## The problem
In the entries below, how many lines include "single"? Reply with the number and nothing more.

## Information provided
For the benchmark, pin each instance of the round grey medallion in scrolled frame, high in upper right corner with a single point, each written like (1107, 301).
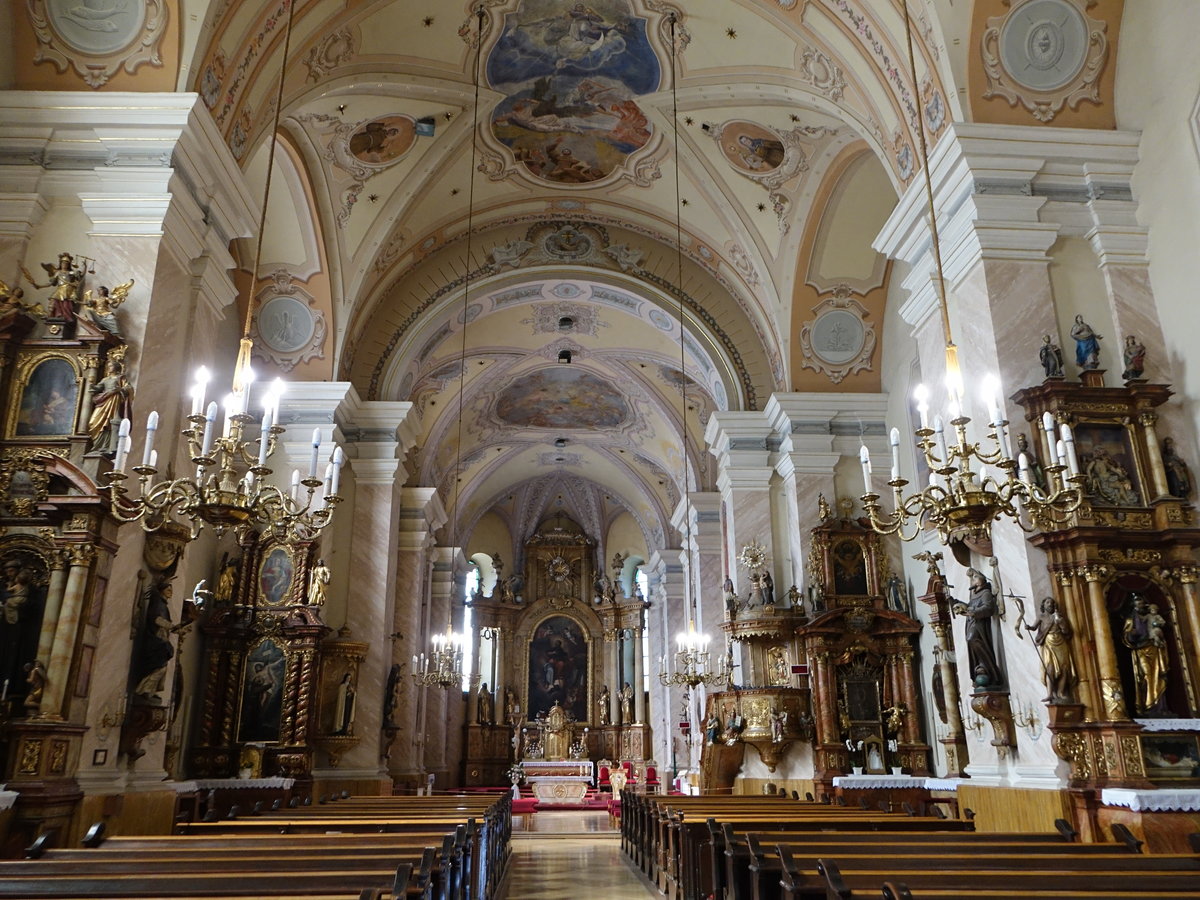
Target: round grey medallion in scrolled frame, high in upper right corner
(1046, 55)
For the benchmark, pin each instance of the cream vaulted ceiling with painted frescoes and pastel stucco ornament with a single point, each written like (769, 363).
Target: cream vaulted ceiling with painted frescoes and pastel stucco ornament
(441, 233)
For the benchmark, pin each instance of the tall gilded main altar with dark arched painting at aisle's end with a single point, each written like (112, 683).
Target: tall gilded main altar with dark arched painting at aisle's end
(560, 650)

--

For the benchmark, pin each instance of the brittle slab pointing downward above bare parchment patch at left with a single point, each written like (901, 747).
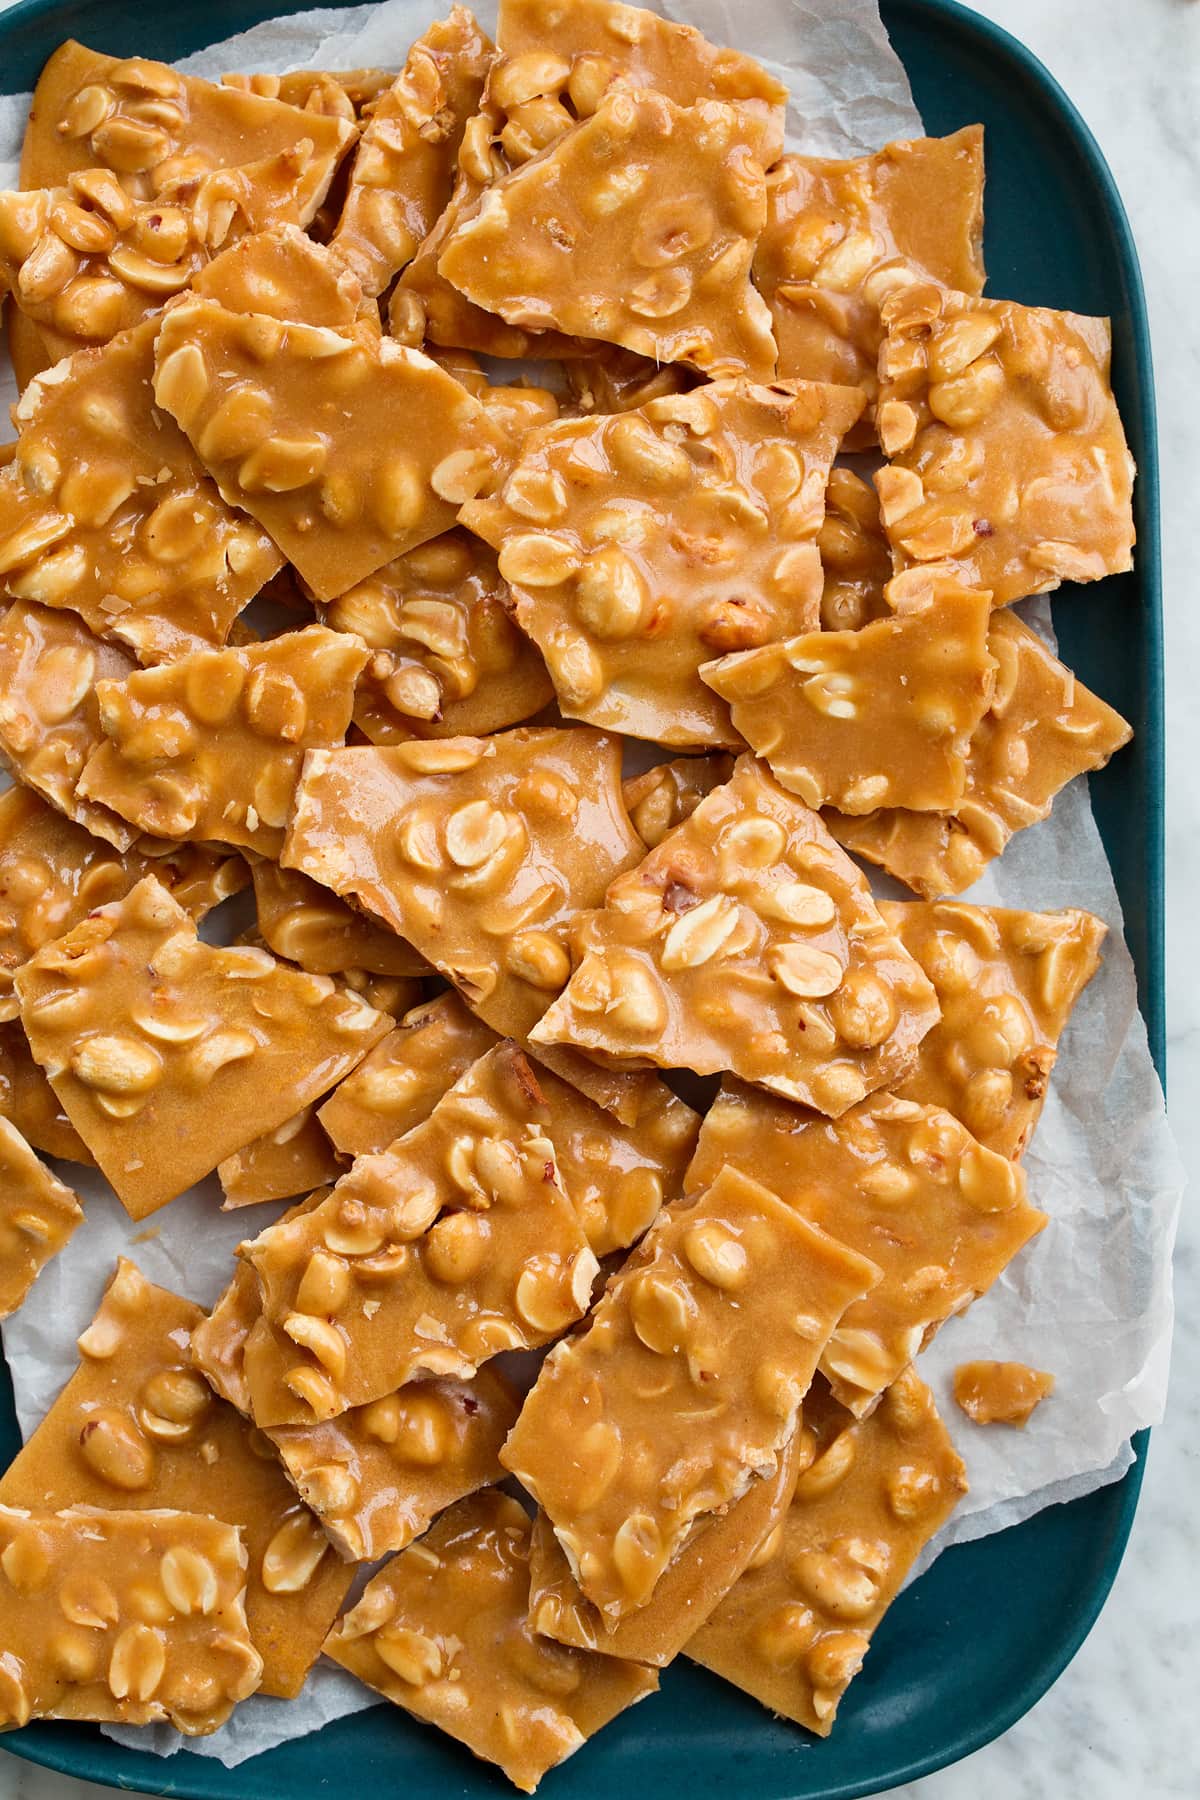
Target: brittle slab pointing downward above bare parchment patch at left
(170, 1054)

## Result of the exercise
4